**REQUEST 1**
Return the stretch of the integral thread from "Any hint to" through "this was helpful.", copied word for word.

**PASSAGE**
Any hint to solve given integral $\int_0^{2{\pi}}{{d\theta}\over{a^2\cos^2\theta+b^2\sin^2\theta}}$? Show that for $ab>0$ $$\int_0^{2{\pi}}{{d\theta}\over{a^2\cos^2\theta+b^2\sin^2\theta}}={{2\pi}\over ab}$$
I'm not sure how to go about this. Any solutions or hints are greatly appreciated.
 A: The given integral equals to
$$\\{{4}\over{b^2}}\int_0^{{\pi/2}}{{\sec^2\theta\\d\theta}\over{(a^2/b^2)+\tan^2\theta}}$$
put $\tan\theta = t$ which implies
$$\\{{4}\over{b^2}}\int_0^{{\pi/2}}{{\\dt}\over{(a^2/b^2)+t^2}}$$
which after integaration equals to
$$\\{{4}\over{b^2}}*{{b}\over{a}}*{\pi\over2} = {{2\pi}\over{ab}}$$
I hope this was helpful.

**PROVIDED INFORMATION**

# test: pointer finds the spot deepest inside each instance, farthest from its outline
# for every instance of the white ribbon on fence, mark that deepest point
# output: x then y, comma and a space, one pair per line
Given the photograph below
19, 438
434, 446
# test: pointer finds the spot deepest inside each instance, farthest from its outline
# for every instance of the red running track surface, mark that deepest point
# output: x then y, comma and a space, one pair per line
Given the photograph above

**REQUEST 2**
Output every line of the entries above as a numbered list, leaving out any blank lines.

**EXPECTED OUTPUT 1**
Any hint to solve given integral $\int_0^{2{\pi}}{{d\theta}\over{a^2\cos^2\theta+b^2\sin^2\theta}}$? Show that for $ab>0$ $$\int_0^{2{\pi}}{{d\theta}\over{a^2\cos^2\theta+b^2\sin^2\theta}}={{2\pi}\over ab}$$
I'm not sure how to go about this. Any solutions or hints are greatly appreciated.
 A: The given integral equals to
$$\\{{4}\over{b^2}}\int_0^{{\pi/2}}{{\sec^2\theta\\d\theta}\over{(a^2/b^2)+\tan^2\theta}}$$
put $\tan\theta = t$ which implies
$$\\{{4}\over{b^2}}\int_0^{{\pi/2}}{{\\dt}\over{(a^2/b^2)+t^2}}$$
which after integaration equals to
$$\\{{4}\over{b^2}}*{{b}\over{a}}*{\pi\over2} = {{2\pi}\over{ab}}$$
I hope this was helpful.

**EXPECTED OUTPUT 2**
1. # test: pointer finds the spot deepest inside each instance, farthest from its outline
2. # for every instance of the white ribbon on fence, mark that deepest point
3. # output: x then y, comma and a space, one pair per line
4. Given the photograph below
5. 19, 438
6. 434, 446
7. # test: pointer finds the spot deepest inside each instance, farthest from its outline
8. # for every instance of the red running track surface, mark that deepest point
9. # output: x then y, comma and a space, one pair per line
10. Given the photograph above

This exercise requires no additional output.